++++ ROWS

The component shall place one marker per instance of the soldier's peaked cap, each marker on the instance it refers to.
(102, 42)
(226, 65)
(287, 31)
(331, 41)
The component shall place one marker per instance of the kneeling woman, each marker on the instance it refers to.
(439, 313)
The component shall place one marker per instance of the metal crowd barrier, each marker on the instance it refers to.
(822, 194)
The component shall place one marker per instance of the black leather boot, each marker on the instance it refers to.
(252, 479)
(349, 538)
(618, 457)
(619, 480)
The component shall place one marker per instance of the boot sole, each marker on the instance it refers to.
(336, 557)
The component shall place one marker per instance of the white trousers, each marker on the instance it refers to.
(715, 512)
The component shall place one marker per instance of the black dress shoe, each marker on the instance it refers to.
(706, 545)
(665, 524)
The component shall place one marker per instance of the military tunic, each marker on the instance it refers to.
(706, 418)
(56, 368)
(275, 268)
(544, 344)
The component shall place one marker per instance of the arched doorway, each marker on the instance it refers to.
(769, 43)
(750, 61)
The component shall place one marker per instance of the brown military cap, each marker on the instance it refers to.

++++++++

Output all preceding records character for character.

The component shall place one marker per instance of the soldier's peaked cap, each marker on the instance it refers to.
(102, 42)
(226, 65)
(287, 31)
(331, 41)
The component shall place one marker per instance of the kneeling woman, each marker on the instance it refers to.
(439, 313)
The component shall place one marker per instance of the metal crowd barrier, each marker on the instance it refers to.
(822, 194)
The component shall place one marker per instance of the black leather boot, each marker on the instance it refers to.
(252, 479)
(349, 538)
(618, 457)
(619, 480)
The component shall place one marker per instance of the boot sole, each marker on the instance it refers to.
(336, 557)
The component shall place one marker per instance of the white trousers, each marker on the instance it refers to.
(715, 512)
The component shall place one marker per instance of the black dress shoe, each marker on the instance it refers to.
(706, 545)
(665, 524)
The component shall place one marker per instance of the military tunic, each marker on the instance it refers to.
(706, 418)
(56, 368)
(275, 268)
(544, 344)
The component shall place one marker per instance of the arched doorway, each marker on the instance it refers to.
(769, 43)
(750, 61)
The component shall place one marker per instance of the brown military cap, each marker on the instance it refers to.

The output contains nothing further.